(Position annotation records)
begin
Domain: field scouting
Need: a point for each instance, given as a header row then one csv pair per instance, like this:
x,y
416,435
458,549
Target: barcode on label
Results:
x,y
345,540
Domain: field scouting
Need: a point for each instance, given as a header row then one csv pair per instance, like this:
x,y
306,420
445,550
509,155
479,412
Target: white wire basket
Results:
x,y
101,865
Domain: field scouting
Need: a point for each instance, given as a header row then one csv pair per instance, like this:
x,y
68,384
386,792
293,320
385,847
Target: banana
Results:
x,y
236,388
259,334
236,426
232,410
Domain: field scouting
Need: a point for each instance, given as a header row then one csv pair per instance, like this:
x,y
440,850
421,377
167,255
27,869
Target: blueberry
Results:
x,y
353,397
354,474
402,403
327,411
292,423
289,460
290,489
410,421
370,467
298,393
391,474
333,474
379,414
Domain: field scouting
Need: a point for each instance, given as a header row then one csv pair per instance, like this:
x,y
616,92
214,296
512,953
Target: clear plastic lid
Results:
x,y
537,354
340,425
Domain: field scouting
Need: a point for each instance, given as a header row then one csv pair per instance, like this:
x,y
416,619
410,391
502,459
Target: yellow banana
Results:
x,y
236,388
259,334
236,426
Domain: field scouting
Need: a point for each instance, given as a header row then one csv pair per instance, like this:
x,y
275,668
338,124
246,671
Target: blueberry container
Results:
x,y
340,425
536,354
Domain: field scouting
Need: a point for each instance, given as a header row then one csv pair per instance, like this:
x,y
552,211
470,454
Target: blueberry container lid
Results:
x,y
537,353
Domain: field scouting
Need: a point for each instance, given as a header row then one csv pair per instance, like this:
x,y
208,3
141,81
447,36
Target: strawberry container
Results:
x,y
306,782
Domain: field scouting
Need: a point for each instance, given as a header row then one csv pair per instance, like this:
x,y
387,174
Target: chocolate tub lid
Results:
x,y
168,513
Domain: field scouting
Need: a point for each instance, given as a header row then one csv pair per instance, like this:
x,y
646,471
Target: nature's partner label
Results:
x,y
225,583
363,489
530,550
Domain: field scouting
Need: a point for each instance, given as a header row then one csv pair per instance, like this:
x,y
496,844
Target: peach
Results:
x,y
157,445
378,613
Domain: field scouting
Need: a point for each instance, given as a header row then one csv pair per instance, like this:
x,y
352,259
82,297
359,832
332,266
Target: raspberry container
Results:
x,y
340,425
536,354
end
begin
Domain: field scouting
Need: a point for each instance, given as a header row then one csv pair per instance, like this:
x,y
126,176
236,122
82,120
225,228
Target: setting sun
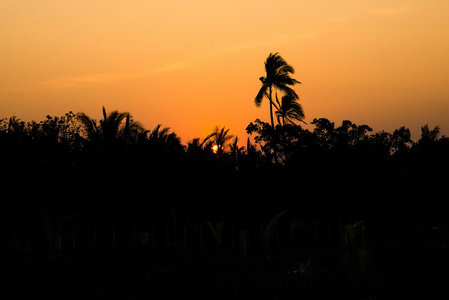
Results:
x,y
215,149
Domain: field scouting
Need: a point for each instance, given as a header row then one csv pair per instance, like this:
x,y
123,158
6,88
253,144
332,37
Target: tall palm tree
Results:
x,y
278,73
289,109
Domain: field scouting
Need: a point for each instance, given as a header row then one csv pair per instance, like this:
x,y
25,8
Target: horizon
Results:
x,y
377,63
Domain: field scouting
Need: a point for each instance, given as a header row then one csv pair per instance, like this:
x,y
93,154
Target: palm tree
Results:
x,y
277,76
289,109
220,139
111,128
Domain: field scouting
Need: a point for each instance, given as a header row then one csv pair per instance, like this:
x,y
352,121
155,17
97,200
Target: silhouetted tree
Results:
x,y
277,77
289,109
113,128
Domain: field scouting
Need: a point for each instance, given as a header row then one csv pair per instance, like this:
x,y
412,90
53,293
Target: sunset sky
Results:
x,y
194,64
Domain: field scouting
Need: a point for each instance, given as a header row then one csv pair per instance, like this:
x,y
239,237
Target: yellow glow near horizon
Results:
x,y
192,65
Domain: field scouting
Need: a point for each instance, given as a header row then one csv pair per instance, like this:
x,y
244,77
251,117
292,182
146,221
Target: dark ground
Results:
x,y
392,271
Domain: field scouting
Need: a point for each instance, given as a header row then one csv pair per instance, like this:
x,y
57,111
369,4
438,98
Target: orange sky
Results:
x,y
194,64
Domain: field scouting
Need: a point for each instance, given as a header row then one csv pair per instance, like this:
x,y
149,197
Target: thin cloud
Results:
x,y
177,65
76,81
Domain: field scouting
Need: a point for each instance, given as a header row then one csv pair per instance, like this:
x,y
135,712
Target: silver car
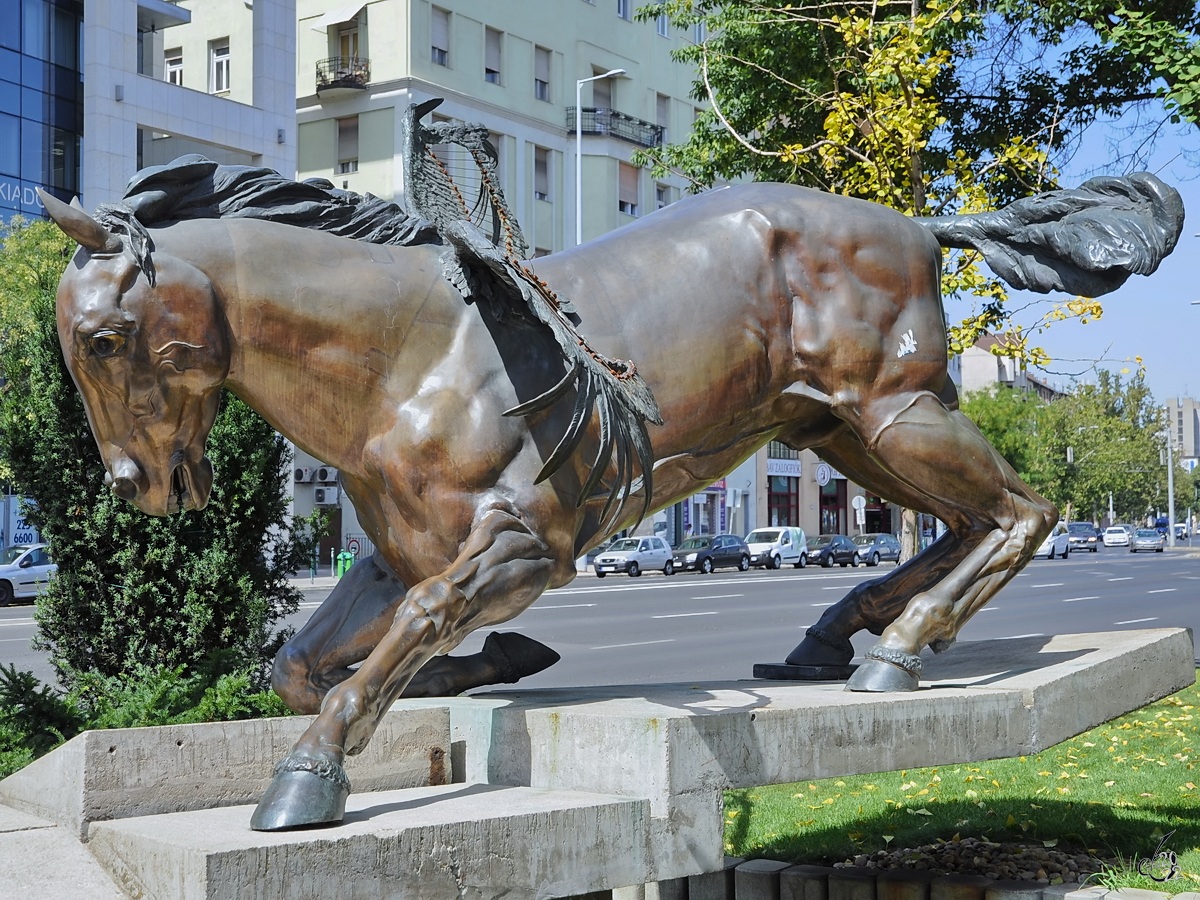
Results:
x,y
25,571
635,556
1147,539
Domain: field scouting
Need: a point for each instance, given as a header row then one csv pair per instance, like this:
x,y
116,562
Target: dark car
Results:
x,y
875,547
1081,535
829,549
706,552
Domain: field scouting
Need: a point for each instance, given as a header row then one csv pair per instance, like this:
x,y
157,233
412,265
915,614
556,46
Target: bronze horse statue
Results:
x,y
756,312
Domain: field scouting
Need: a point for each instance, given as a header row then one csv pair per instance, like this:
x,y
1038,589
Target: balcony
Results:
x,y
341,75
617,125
end
WHAT IS EXPECTED: Identify every line in the rows that contains the string "banana", and copy each of those lines.

CORRECT RESPONSE:
Target: banana
Target: yellow banana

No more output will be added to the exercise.